:: Exercise ::
Your output should repeat the entries below exactly. It should contain no images.
Given data: Begin
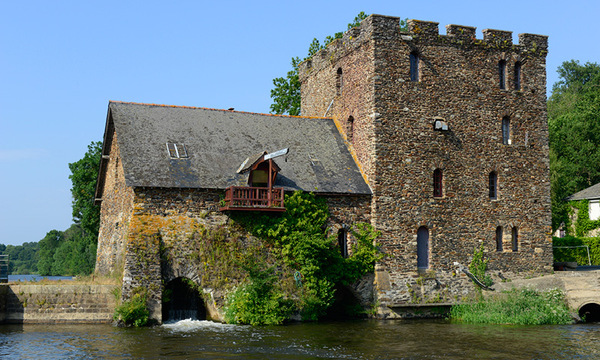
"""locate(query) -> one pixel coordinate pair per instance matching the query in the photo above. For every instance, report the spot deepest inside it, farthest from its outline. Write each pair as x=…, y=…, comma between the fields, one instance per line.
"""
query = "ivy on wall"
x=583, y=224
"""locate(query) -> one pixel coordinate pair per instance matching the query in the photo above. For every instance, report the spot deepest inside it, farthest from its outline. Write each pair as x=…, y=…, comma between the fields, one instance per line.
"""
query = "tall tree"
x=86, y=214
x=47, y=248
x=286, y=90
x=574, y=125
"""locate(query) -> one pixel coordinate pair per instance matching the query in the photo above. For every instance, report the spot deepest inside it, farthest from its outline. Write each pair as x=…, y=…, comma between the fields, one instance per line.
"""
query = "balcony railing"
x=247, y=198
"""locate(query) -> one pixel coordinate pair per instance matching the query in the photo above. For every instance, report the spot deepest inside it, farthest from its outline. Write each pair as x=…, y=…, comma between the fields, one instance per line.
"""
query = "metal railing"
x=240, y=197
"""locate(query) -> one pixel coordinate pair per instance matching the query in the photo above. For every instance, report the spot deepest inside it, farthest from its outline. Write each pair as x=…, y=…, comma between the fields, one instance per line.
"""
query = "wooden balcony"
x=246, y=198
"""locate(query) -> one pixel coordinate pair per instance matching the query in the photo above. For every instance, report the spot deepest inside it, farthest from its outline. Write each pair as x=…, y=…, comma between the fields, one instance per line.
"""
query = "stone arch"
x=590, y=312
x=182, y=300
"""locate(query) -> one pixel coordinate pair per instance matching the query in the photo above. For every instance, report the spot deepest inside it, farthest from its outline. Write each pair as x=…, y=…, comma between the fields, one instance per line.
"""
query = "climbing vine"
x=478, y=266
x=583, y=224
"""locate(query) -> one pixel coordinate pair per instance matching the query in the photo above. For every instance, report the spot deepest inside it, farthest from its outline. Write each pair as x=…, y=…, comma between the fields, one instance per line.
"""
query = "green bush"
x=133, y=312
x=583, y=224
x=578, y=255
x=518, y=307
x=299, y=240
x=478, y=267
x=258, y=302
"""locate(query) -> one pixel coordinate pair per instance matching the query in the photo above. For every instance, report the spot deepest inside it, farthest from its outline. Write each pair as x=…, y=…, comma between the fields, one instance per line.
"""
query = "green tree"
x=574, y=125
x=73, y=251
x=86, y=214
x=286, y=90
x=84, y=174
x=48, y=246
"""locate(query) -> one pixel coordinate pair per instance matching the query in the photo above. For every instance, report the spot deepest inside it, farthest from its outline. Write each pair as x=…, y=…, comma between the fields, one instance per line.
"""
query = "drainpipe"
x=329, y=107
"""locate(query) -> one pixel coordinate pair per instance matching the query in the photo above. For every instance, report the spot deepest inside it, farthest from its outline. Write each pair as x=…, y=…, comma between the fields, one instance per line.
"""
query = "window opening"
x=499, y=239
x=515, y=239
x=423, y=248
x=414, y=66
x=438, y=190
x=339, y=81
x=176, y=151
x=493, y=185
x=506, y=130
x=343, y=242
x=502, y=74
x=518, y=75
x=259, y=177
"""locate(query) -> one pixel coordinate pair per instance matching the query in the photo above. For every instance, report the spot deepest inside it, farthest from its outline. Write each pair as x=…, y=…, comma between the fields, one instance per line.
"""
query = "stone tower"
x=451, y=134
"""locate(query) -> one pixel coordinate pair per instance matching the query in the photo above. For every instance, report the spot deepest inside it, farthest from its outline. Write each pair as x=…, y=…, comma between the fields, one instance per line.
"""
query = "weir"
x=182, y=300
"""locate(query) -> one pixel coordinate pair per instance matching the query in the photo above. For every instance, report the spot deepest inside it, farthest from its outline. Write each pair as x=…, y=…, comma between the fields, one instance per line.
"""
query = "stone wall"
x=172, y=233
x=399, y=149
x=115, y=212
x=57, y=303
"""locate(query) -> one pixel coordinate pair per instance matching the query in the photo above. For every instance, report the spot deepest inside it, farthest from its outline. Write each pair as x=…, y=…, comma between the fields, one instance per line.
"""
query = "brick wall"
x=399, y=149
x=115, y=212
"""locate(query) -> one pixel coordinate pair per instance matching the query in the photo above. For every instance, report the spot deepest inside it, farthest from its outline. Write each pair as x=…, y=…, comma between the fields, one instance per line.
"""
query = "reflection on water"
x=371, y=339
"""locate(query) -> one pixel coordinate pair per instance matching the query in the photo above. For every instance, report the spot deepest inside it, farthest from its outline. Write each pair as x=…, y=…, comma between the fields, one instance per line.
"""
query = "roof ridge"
Given data: End
:: Response to the task ::
"""locate(query) -> one pixel coordinate pair per instance matching the query in the photo above. For every instance, report the spot deepest inside it, farthest from its outline. Write each pair as x=…, y=…, comma between the fields, one instance per line.
"""
query = "ivy on wall"
x=583, y=224
"""locate(query) -> one pixel coordinate pair per instance matching the query in the photo above. For every instance, report the spot deepest inside it, farthest from its outline. Write each pair as x=…, y=…, comma between the fields, one instance per line.
"""
query = "tall tree"
x=86, y=214
x=47, y=248
x=286, y=90
x=574, y=125
"""locate(query) -> one pixel coordinate pair per instance matching the query in the photo above. For every instance, report the spot deepest inside it, farthest from its outline. Write each pair as x=…, y=…, comma between the fields, one instance per line.
"""
query = "balcony railing"
x=247, y=198
"""locate(query) -> one pixel coordinate pair per instance matching the query in the photo above. For every instance, report the spot deepest inside it, farthest from its outline. Write each pair as x=…, y=…, comma between the fields, one instance per line.
"""
query = "metal railing"
x=240, y=197
"""locate(query) -> one pixel coordinate pair per instance matching the query in the photo above. For every instance, report the spot deepest inside it, farthest from its outline. Write each pair as x=…, y=…, comma between the fields, one instance per line.
"""
query = "wooden balcony"
x=246, y=198
"""locate(query) -> one pixel coordinate pair per instance matching the query in the photo above. For every instance, report the spot deepest inside it, farthest from its outline. Write each pair as x=…, y=…, comma between the fields, one instance per line.
"""
query = "stone arch"
x=590, y=312
x=182, y=300
"""locate(query) -> one pixel coordinate pair per instance matching the query in the photo above. For every instance, report the spot deepest inside it, farthest from its outline. Write each pair as x=…, y=…, comma between the fields, one instance per line.
"""
query = "climbing vine"
x=478, y=266
x=583, y=224
"""locate(query) -> one pixel coordinate pair per instance matching the query in the photo above. For every instance, report the spot deepest inside it, farthest from its outline. Write each pair as x=…, y=…, comma between the fields, one instance per line.
"""
query = "green bush"
x=133, y=312
x=583, y=224
x=578, y=255
x=518, y=307
x=299, y=240
x=478, y=267
x=258, y=302
"""locate(query) -> one pixel coordinate pair per instance matching the query in the photo above. For every instance, report the spot deepest inside it, farthest from its outline. Write each pair as x=…, y=…, comma between the fields, one instance per line.
"""
query = "green tree"
x=574, y=125
x=73, y=251
x=86, y=214
x=286, y=90
x=84, y=174
x=48, y=246
"""locate(query) -> one pixel coordinate pair per instance matching the query in the photo above. For every instance, report the spot deepest inside it, farthest from its outline. Write each pair as x=…, y=…, comma between the fields, one instance per line.
"""
query = "drainpipe"
x=329, y=107
"""locate(query) -> one pixel coordinate pair per instance matching the query in the photo above. For every instance, report the spot deepest inside it, farthest from its outline. Write each pair as x=…, y=…, comma between the fields, one instance per line.
"""
query = "window opening"
x=499, y=239
x=515, y=239
x=423, y=248
x=414, y=66
x=438, y=190
x=339, y=81
x=176, y=151
x=493, y=185
x=506, y=130
x=343, y=242
x=502, y=74
x=518, y=75
x=259, y=177
"""locate(query) -> one pixel coordinate pair per instance matching the query in the photo above. For every instance, report the spot deepest inside it, farthest from its outline. Write each pair as x=…, y=…, comma between the fields, one instance per line.
"""
query = "stone tower"
x=451, y=134
"""locate(query) -> one pixel coordinate pair per instance matching the query in the photo above. For every instance, report the spot deepest inside it, farthest from its outline. Write each pair as x=…, y=…, comma between the fields, one instance per line.
"""
query = "weir"
x=182, y=300
"""locate(query) -> one pixel coordinate pair per instance matching the query in the photo above. For every instance, report the spot deepest inside it, farthest from its outline. Write each pair as x=…, y=…, comma between the fields, one instance per line.
"""
query = "stone wall"
x=172, y=233
x=399, y=149
x=115, y=212
x=57, y=303
"""locate(query) -> one pixel coordinate pair per instance matching the query in the photo above. For every instance, report the spot deepest inside it, farthest from its outline. Write each pair as x=…, y=…, comma between the fields, one instance per line.
"""
query = "brick wall"
x=399, y=149
x=115, y=212
"""locate(query) -> one pixel coordinate pair per instance matching the query in the photo above. For every instance, report the spot deepest inside it, farthest from its outline. Write each pair as x=…, y=…, comma between the fields, one instance per line.
"""
query = "reflection on water"
x=371, y=339
"""locate(query) -> one pixel coordinate pair per instance matching the query in the photo above. For every instance, report the spot deepest inside it, farthest from its outline. Write each pair as x=…, y=…, comma between the fields, one instance per line.
"""
query = "roof ridge"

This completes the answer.